What is required.
Set down exactly the lines from the one containing "of the hillside" through the end of the records below, both included, and nothing else.
Begin Data in this exercise
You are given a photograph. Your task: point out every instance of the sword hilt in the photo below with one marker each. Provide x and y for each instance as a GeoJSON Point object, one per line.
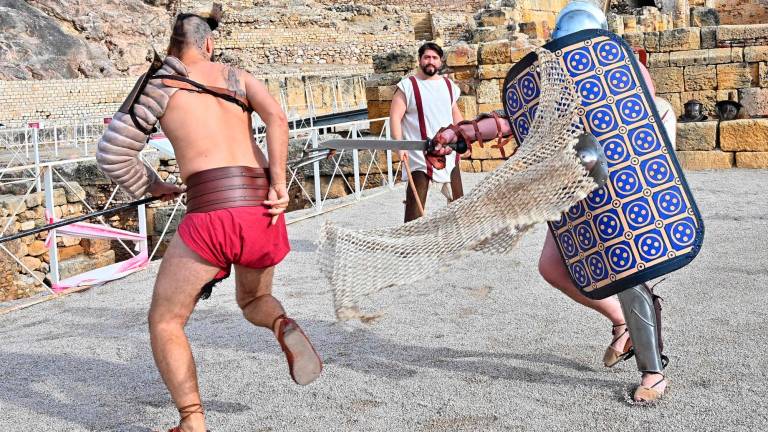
{"type": "Point", "coordinates": [459, 146]}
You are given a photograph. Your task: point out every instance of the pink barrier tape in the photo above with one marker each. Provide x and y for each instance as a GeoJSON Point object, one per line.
{"type": "Point", "coordinates": [104, 274]}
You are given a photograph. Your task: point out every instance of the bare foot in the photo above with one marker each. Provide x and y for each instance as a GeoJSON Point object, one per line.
{"type": "Point", "coordinates": [652, 387]}
{"type": "Point", "coordinates": [304, 363]}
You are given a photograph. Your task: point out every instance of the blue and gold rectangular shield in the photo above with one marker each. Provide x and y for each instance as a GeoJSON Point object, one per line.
{"type": "Point", "coordinates": [644, 222]}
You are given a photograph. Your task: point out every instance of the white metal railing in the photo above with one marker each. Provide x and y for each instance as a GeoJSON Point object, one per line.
{"type": "Point", "coordinates": [40, 174]}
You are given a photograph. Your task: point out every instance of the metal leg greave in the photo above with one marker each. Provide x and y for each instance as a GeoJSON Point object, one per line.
{"type": "Point", "coordinates": [640, 315]}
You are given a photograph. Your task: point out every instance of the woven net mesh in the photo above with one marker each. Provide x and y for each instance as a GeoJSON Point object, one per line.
{"type": "Point", "coordinates": [539, 182]}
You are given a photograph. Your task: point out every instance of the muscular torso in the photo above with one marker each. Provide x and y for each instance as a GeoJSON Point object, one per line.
{"type": "Point", "coordinates": [209, 132]}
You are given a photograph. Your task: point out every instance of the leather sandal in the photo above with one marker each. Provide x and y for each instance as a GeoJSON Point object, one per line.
{"type": "Point", "coordinates": [185, 412]}
{"type": "Point", "coordinates": [645, 394]}
{"type": "Point", "coordinates": [304, 363]}
{"type": "Point", "coordinates": [612, 356]}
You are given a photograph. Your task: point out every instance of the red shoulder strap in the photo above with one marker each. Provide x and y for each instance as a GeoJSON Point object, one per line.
{"type": "Point", "coordinates": [419, 107]}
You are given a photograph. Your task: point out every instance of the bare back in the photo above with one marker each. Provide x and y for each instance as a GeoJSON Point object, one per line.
{"type": "Point", "coordinates": [207, 131]}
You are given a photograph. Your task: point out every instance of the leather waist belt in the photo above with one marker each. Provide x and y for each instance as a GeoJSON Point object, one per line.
{"type": "Point", "coordinates": [226, 187]}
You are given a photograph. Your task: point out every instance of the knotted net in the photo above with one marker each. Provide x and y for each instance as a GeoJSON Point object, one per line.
{"type": "Point", "coordinates": [539, 182]}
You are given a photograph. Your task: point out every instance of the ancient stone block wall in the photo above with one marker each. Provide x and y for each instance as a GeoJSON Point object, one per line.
{"type": "Point", "coordinates": [688, 63]}
{"type": "Point", "coordinates": [424, 5]}
{"type": "Point", "coordinates": [742, 11]}
{"type": "Point", "coordinates": [709, 64]}
{"type": "Point", "coordinates": [75, 255]}
{"type": "Point", "coordinates": [24, 101]}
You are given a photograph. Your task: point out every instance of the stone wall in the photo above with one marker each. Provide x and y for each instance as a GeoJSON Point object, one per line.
{"type": "Point", "coordinates": [719, 145]}
{"type": "Point", "coordinates": [702, 63]}
{"type": "Point", "coordinates": [424, 5]}
{"type": "Point", "coordinates": [75, 255]}
{"type": "Point", "coordinates": [709, 64]}
{"type": "Point", "coordinates": [742, 11]}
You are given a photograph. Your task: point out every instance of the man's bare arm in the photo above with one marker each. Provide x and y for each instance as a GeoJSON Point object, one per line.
{"type": "Point", "coordinates": [277, 126]}
{"type": "Point", "coordinates": [396, 113]}
{"type": "Point", "coordinates": [457, 117]}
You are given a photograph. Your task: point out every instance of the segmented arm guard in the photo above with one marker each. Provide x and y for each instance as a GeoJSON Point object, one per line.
{"type": "Point", "coordinates": [117, 153]}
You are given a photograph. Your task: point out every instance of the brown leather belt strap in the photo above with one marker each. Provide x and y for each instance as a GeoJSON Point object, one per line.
{"type": "Point", "coordinates": [225, 172]}
{"type": "Point", "coordinates": [226, 187]}
{"type": "Point", "coordinates": [184, 83]}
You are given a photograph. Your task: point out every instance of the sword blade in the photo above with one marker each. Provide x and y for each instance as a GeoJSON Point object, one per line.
{"type": "Point", "coordinates": [374, 144]}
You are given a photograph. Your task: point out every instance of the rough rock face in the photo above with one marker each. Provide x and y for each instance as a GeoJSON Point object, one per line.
{"type": "Point", "coordinates": [33, 46]}
{"type": "Point", "coordinates": [49, 39]}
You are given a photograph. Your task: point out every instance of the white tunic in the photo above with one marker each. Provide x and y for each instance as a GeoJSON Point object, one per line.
{"type": "Point", "coordinates": [438, 113]}
{"type": "Point", "coordinates": [668, 118]}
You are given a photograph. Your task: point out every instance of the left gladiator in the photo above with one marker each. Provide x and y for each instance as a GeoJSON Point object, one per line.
{"type": "Point", "coordinates": [235, 200]}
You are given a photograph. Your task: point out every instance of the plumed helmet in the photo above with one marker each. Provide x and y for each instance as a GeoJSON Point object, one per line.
{"type": "Point", "coordinates": [579, 15]}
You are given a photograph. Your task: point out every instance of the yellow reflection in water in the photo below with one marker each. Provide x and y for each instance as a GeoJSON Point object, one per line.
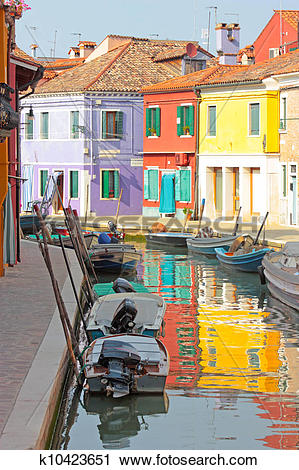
{"type": "Point", "coordinates": [237, 351]}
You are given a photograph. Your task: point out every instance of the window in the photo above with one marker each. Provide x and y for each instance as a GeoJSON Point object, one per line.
{"type": "Point", "coordinates": [153, 125]}
{"type": "Point", "coordinates": [273, 52]}
{"type": "Point", "coordinates": [74, 177]}
{"type": "Point", "coordinates": [112, 124]}
{"type": "Point", "coordinates": [151, 185]}
{"type": "Point", "coordinates": [44, 126]}
{"type": "Point", "coordinates": [254, 119]}
{"type": "Point", "coordinates": [74, 125]}
{"type": "Point", "coordinates": [185, 120]}
{"type": "Point", "coordinates": [212, 121]}
{"type": "Point", "coordinates": [28, 127]}
{"type": "Point", "coordinates": [183, 185]}
{"type": "Point", "coordinates": [43, 176]}
{"type": "Point", "coordinates": [194, 65]}
{"type": "Point", "coordinates": [109, 184]}
{"type": "Point", "coordinates": [283, 114]}
{"type": "Point", "coordinates": [284, 180]}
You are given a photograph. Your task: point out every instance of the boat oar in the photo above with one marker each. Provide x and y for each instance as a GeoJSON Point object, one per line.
{"type": "Point", "coordinates": [237, 222]}
{"type": "Point", "coordinates": [202, 206]}
{"type": "Point", "coordinates": [261, 228]}
{"type": "Point", "coordinates": [118, 204]}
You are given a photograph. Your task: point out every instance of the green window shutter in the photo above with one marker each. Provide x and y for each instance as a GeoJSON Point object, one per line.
{"type": "Point", "coordinates": [212, 120]}
{"type": "Point", "coordinates": [116, 183]}
{"type": "Point", "coordinates": [154, 185]}
{"type": "Point", "coordinates": [177, 185]}
{"type": "Point", "coordinates": [45, 125]}
{"type": "Point", "coordinates": [158, 121]}
{"type": "Point", "coordinates": [180, 120]}
{"type": "Point", "coordinates": [148, 121]}
{"type": "Point", "coordinates": [191, 119]}
{"type": "Point", "coordinates": [185, 185]}
{"type": "Point", "coordinates": [105, 184]}
{"type": "Point", "coordinates": [74, 184]}
{"type": "Point", "coordinates": [146, 184]}
{"type": "Point", "coordinates": [254, 119]}
{"type": "Point", "coordinates": [119, 118]}
{"type": "Point", "coordinates": [104, 119]}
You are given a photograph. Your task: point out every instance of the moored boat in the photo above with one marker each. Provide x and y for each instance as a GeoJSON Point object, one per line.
{"type": "Point", "coordinates": [122, 364]}
{"type": "Point", "coordinates": [173, 239]}
{"type": "Point", "coordinates": [207, 246]}
{"type": "Point", "coordinates": [127, 312]}
{"type": "Point", "coordinates": [281, 271]}
{"type": "Point", "coordinates": [114, 257]}
{"type": "Point", "coordinates": [248, 262]}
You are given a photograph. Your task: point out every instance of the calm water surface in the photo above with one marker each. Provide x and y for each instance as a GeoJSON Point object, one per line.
{"type": "Point", "coordinates": [234, 373]}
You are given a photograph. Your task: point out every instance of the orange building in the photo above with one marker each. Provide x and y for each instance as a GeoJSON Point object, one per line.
{"type": "Point", "coordinates": [169, 162]}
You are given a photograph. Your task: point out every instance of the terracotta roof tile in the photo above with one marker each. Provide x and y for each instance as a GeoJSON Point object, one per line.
{"type": "Point", "coordinates": [290, 16]}
{"type": "Point", "coordinates": [126, 68]}
{"type": "Point", "coordinates": [229, 74]}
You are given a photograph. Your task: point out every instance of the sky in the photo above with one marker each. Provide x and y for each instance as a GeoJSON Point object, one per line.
{"type": "Point", "coordinates": [161, 19]}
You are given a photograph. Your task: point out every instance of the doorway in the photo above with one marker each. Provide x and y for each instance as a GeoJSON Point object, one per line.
{"type": "Point", "coordinates": [293, 200]}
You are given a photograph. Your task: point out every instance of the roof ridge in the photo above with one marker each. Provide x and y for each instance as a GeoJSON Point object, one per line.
{"type": "Point", "coordinates": [124, 48]}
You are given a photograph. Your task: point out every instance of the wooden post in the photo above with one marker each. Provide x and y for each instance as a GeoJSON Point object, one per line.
{"type": "Point", "coordinates": [118, 204]}
{"type": "Point", "coordinates": [4, 145]}
{"type": "Point", "coordinates": [237, 222]}
{"type": "Point", "coordinates": [202, 206]}
{"type": "Point", "coordinates": [73, 285]}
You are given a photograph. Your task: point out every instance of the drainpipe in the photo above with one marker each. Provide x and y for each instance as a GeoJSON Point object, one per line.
{"type": "Point", "coordinates": [196, 176]}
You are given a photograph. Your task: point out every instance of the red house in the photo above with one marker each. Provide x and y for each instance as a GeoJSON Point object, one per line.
{"type": "Point", "coordinates": [169, 162]}
{"type": "Point", "coordinates": [279, 36]}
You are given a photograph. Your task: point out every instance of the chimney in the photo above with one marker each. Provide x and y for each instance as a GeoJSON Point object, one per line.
{"type": "Point", "coordinates": [86, 48]}
{"type": "Point", "coordinates": [227, 42]}
{"type": "Point", "coordinates": [33, 48]}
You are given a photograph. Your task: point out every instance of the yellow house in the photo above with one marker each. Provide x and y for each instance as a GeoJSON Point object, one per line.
{"type": "Point", "coordinates": [239, 148]}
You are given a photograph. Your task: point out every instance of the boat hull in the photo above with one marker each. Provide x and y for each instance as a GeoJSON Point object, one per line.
{"type": "Point", "coordinates": [207, 246]}
{"type": "Point", "coordinates": [168, 239]}
{"type": "Point", "coordinates": [283, 285]}
{"type": "Point", "coordinates": [248, 262]}
{"type": "Point", "coordinates": [111, 259]}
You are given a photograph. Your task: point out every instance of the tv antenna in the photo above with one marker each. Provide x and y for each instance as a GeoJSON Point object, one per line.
{"type": "Point", "coordinates": [233, 14]}
{"type": "Point", "coordinates": [209, 24]}
{"type": "Point", "coordinates": [77, 34]}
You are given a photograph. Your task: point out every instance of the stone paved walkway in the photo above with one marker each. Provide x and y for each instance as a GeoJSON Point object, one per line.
{"type": "Point", "coordinates": [27, 305]}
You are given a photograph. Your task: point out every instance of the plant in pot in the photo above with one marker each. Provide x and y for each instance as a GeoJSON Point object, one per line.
{"type": "Point", "coordinates": [152, 131]}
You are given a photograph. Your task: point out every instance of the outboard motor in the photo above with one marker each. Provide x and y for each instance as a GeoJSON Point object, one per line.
{"type": "Point", "coordinates": [122, 285]}
{"type": "Point", "coordinates": [118, 357]}
{"type": "Point", "coordinates": [124, 316]}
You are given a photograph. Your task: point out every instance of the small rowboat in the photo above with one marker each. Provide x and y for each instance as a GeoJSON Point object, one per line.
{"type": "Point", "coordinates": [281, 272]}
{"type": "Point", "coordinates": [128, 312]}
{"type": "Point", "coordinates": [122, 364]}
{"type": "Point", "coordinates": [207, 246]}
{"type": "Point", "coordinates": [248, 262]}
{"type": "Point", "coordinates": [114, 257]}
{"type": "Point", "coordinates": [169, 239]}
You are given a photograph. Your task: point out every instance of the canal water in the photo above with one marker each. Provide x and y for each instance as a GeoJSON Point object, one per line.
{"type": "Point", "coordinates": [234, 371]}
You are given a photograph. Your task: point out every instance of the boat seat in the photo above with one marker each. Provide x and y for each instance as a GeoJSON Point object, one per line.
{"type": "Point", "coordinates": [118, 350]}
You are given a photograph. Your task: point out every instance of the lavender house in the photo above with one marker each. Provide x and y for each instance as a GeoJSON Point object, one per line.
{"type": "Point", "coordinates": [87, 126]}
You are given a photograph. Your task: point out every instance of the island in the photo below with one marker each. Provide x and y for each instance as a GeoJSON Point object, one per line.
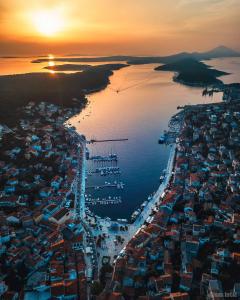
{"type": "Point", "coordinates": [66, 90]}
{"type": "Point", "coordinates": [68, 67]}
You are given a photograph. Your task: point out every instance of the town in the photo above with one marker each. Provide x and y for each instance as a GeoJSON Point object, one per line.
{"type": "Point", "coordinates": [184, 241]}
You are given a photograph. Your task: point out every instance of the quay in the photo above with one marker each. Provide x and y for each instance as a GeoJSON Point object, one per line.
{"type": "Point", "coordinates": [118, 185]}
{"type": "Point", "coordinates": [92, 141]}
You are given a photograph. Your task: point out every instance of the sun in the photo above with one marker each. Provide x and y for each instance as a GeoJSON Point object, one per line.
{"type": "Point", "coordinates": [48, 23]}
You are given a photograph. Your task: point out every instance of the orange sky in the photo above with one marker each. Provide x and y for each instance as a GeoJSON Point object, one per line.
{"type": "Point", "coordinates": [104, 27]}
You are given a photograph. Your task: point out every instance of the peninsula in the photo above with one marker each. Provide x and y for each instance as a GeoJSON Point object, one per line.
{"type": "Point", "coordinates": [193, 72]}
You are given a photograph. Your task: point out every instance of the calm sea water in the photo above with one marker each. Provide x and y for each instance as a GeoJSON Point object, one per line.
{"type": "Point", "coordinates": [140, 112]}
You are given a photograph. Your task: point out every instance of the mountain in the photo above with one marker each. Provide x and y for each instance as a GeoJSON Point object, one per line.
{"type": "Point", "coordinates": [217, 52]}
{"type": "Point", "coordinates": [190, 71]}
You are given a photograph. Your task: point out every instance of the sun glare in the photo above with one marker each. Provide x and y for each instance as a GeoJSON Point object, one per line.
{"type": "Point", "coordinates": [48, 23]}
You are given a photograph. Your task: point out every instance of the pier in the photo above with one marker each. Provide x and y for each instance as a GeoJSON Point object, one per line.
{"type": "Point", "coordinates": [104, 201]}
{"type": "Point", "coordinates": [118, 185]}
{"type": "Point", "coordinates": [92, 141]}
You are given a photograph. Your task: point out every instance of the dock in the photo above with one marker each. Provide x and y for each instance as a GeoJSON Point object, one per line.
{"type": "Point", "coordinates": [118, 185]}
{"type": "Point", "coordinates": [92, 141]}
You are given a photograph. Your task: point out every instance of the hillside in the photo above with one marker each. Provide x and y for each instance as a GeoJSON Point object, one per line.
{"type": "Point", "coordinates": [59, 88]}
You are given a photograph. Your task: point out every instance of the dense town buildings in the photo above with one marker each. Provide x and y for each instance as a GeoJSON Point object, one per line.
{"type": "Point", "coordinates": [188, 249]}
{"type": "Point", "coordinates": [191, 248]}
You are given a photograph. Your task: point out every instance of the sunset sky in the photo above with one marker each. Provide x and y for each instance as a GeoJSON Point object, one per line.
{"type": "Point", "coordinates": [106, 27]}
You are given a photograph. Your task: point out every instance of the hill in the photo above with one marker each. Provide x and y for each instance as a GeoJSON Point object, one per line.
{"type": "Point", "coordinates": [193, 72]}
{"type": "Point", "coordinates": [220, 51]}
{"type": "Point", "coordinates": [60, 88]}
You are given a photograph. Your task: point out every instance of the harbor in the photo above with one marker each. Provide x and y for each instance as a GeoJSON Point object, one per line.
{"type": "Point", "coordinates": [141, 160]}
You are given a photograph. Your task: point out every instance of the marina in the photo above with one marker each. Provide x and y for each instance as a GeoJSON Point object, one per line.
{"type": "Point", "coordinates": [130, 135]}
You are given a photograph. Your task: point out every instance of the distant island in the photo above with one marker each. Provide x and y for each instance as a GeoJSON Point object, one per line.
End Data in this exercise
Exercise answer.
You are given a photograph. Your task: point out every instance of the hillside in the photo above with one marker each. Provide x and y for each instance as a GeoJSON Point object, one per line.
{"type": "Point", "coordinates": [59, 88]}
You are given a photograph. Your task: point out every instance of the dense town buildings in the photo above with one marker each. Provide x and y for each instance as a GeoJSON Point object, one per line.
{"type": "Point", "coordinates": [188, 249]}
{"type": "Point", "coordinates": [191, 248]}
You are given a photograph. Your task: point out every instance of the sunset sky in the photo above with one marker each. Provide x and y for each instance as a GeoJSON Point object, one per line.
{"type": "Point", "coordinates": [106, 27]}
You are given a photograph. Your task: point out every instance of the hill in the photo above with one marker each. Provide x and y for each instance as a GeoJSON Point object, one per line.
{"type": "Point", "coordinates": [193, 72]}
{"type": "Point", "coordinates": [220, 51]}
{"type": "Point", "coordinates": [60, 88]}
You are given a photograph. Your task: point out every instance of the harbor in the photo above with one marker each. Provide x and y for each instance as a GeoJSON Point object, one per line.
{"type": "Point", "coordinates": [141, 160]}
You are given a photograph. Your task: point out every instance of the marina in the photo above with one marker each. Provide x and y for each instance as a GeoJSON Point object, one per line.
{"type": "Point", "coordinates": [130, 135]}
You are given a photograph. Your task: point out every instance of the distant island in the photo above with one marker each. Provide x and y for each instance as a GeoJSON Point object, one per line.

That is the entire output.